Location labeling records
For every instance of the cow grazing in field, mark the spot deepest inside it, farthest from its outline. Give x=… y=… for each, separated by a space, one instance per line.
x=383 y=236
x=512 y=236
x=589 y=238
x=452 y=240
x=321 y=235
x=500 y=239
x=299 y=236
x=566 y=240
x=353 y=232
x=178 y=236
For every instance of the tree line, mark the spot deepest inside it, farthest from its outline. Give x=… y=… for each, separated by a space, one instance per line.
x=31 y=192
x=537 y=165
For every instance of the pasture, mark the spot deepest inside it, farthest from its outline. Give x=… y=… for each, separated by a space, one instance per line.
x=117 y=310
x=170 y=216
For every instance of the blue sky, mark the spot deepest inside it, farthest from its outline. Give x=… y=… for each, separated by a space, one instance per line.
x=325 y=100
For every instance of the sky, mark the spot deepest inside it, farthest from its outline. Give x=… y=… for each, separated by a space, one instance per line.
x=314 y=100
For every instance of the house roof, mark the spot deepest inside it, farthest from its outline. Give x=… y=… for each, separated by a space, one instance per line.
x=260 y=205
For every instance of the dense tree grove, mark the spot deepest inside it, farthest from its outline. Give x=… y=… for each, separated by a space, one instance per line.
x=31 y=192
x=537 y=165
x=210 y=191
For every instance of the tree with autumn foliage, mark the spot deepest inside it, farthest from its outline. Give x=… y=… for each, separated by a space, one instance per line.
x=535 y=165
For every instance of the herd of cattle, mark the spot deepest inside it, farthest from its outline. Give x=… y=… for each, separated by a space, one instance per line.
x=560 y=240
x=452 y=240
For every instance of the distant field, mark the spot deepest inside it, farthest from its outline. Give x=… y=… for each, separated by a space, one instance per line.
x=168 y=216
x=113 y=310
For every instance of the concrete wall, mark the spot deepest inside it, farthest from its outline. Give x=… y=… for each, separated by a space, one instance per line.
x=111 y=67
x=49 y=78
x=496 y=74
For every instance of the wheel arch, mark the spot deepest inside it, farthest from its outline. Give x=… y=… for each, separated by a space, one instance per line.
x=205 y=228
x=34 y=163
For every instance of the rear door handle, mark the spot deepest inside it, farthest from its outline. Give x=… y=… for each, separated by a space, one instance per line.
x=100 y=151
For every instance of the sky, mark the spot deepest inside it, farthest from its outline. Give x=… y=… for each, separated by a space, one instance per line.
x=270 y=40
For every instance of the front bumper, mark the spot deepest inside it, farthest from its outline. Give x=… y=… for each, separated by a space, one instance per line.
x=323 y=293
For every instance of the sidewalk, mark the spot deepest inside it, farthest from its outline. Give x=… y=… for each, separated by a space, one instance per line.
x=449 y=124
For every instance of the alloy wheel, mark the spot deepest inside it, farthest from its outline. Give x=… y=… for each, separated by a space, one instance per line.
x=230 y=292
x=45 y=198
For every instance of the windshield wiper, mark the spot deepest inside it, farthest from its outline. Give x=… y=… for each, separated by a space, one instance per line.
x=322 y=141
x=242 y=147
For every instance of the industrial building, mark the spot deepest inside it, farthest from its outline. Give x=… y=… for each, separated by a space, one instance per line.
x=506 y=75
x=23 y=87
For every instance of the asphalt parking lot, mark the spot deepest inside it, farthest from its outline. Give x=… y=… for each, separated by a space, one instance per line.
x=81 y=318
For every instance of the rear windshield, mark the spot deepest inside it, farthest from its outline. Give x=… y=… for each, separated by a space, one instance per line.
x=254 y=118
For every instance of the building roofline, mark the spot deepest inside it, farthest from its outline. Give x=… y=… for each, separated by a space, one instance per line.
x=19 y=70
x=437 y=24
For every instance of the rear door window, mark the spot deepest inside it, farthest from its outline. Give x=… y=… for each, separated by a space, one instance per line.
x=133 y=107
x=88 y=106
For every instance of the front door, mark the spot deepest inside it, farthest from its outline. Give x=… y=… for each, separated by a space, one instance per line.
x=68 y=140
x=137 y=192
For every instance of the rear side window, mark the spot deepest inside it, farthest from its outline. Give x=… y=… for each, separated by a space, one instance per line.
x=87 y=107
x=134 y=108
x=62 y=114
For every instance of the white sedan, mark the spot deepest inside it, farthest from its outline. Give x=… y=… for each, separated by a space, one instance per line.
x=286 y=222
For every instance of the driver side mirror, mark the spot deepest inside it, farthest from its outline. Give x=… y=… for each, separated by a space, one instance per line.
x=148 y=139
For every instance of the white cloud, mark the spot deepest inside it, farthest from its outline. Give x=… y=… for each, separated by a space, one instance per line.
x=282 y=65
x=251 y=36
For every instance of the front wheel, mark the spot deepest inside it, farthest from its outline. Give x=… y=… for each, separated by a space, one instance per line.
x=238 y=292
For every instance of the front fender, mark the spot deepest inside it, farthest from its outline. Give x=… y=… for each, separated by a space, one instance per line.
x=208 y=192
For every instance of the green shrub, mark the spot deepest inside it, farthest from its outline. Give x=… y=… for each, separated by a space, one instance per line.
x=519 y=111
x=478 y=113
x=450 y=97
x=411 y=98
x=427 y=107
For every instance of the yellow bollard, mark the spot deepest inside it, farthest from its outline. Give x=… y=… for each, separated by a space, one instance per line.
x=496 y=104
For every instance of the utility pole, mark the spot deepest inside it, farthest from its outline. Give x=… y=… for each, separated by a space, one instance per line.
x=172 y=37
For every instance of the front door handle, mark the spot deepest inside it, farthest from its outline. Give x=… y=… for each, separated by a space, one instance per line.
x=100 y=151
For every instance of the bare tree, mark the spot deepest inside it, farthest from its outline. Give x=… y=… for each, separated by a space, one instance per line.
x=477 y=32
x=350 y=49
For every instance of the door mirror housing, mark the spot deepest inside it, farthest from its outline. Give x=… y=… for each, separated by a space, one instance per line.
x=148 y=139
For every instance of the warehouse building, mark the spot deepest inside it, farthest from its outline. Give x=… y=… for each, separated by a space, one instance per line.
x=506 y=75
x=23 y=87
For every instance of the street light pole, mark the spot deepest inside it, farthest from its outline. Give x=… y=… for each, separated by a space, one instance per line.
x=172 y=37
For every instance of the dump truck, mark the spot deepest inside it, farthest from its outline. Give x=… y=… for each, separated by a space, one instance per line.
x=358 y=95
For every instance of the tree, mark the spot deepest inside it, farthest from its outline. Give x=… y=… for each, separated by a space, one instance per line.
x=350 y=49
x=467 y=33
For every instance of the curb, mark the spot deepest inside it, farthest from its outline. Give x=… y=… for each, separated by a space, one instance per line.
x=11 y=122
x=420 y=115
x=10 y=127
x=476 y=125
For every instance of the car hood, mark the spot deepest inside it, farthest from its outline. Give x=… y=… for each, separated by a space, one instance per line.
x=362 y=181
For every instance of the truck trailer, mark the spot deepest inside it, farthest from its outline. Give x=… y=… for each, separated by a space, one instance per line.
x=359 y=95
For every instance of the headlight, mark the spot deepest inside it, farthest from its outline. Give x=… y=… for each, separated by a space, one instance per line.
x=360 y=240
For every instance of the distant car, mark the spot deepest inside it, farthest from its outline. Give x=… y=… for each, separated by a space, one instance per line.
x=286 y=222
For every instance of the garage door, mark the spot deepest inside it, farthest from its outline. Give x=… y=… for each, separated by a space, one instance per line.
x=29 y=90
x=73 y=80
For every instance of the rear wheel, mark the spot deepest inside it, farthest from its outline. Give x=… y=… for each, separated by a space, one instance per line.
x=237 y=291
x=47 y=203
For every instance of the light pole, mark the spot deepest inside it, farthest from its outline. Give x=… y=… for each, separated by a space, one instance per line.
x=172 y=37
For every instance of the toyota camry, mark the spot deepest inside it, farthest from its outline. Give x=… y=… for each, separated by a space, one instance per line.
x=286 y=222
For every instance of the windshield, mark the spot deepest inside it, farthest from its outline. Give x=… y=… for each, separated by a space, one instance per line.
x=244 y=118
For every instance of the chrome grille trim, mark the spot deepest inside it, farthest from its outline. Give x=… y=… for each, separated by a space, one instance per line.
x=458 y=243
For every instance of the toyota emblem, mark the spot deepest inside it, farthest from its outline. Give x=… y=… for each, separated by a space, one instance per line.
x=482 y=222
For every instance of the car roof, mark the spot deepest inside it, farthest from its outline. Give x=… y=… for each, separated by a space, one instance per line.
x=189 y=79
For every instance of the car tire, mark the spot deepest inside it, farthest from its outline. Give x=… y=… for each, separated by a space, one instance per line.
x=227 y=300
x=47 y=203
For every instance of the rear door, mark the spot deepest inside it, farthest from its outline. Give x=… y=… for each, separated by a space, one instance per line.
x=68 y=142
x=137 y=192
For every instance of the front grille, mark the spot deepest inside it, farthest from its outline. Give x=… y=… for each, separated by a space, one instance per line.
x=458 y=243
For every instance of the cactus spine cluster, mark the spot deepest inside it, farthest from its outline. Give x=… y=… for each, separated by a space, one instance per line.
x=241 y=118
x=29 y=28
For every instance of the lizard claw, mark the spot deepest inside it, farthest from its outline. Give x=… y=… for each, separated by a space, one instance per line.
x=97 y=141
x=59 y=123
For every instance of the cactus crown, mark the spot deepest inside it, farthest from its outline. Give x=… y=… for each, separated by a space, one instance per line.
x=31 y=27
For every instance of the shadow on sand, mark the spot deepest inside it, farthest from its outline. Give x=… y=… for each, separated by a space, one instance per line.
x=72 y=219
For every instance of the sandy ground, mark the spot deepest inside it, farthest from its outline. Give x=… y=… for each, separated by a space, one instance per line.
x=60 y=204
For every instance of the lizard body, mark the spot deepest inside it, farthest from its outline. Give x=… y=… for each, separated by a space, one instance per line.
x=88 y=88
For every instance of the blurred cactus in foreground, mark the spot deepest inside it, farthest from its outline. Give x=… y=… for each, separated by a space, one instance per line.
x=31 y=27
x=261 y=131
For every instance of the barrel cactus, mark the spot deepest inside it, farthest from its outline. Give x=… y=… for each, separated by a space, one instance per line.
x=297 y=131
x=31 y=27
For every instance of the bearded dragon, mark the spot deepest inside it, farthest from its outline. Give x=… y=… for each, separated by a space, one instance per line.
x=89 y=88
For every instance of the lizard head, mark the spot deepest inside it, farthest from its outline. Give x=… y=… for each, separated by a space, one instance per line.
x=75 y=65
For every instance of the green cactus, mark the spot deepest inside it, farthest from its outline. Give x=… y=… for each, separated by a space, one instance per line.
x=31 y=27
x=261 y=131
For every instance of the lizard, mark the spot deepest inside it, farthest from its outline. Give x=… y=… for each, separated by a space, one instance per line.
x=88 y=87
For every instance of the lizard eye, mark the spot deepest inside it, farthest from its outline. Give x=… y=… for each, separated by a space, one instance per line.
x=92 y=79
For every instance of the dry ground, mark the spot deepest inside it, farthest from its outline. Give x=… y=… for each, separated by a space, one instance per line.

Problem: Replace "front bumper" with "rear bumper" in the data from the line with "For every instance of the front bumper, mark" to the line with "x=323 y=293", and give those lines back with nothing else changed.

Exercise output:
For every instance of the rear bumper, mark the spot deepest inside it, farthest from its outline. Give x=… y=… for each, separated by a space, one instance per line.
x=323 y=293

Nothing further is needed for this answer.